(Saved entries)
________________________________________

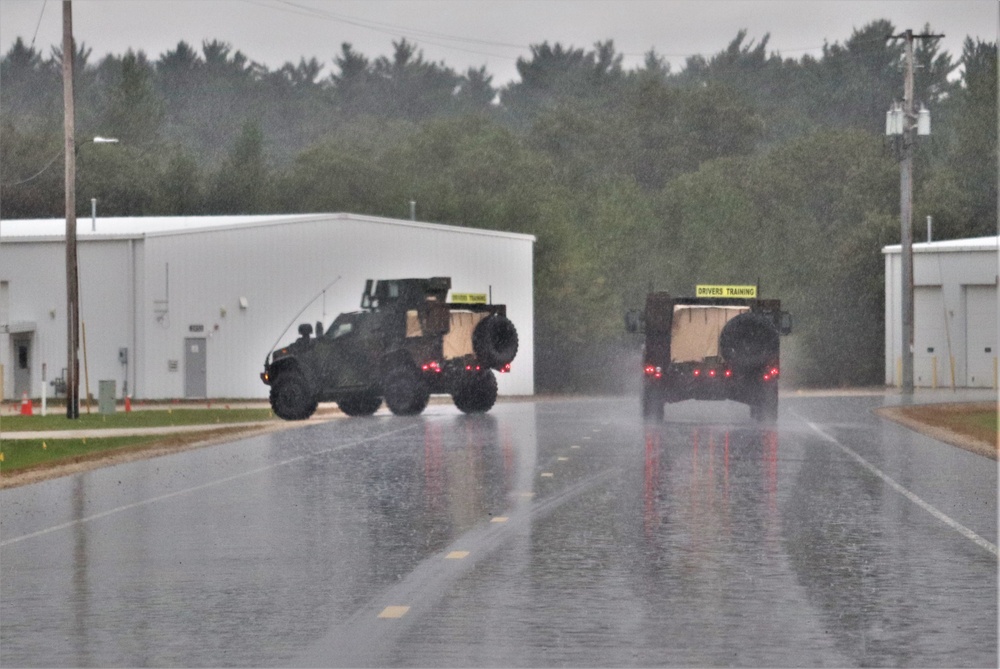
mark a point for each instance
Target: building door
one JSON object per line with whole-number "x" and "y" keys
{"x": 931, "y": 349}
{"x": 21, "y": 345}
{"x": 980, "y": 336}
{"x": 195, "y": 367}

________________________________________

> [Problem to solve]: Rewrite the lines above as a Markdown table with the columns "Row" and "Line", where "Row" holds a row number and "Line" holds the line. Skip blank lines and leave the pictures out of the answer.

> [Correct response]:
| Row | Line |
|---|---|
| 1 | mark a point for each instance |
| 2 | Target: building door |
| 3 | one JSON object per line with whole-number "x" and "y" keys |
| 4 | {"x": 931, "y": 349} |
| 5 | {"x": 21, "y": 345} |
| 6 | {"x": 980, "y": 336} |
| 7 | {"x": 195, "y": 367} |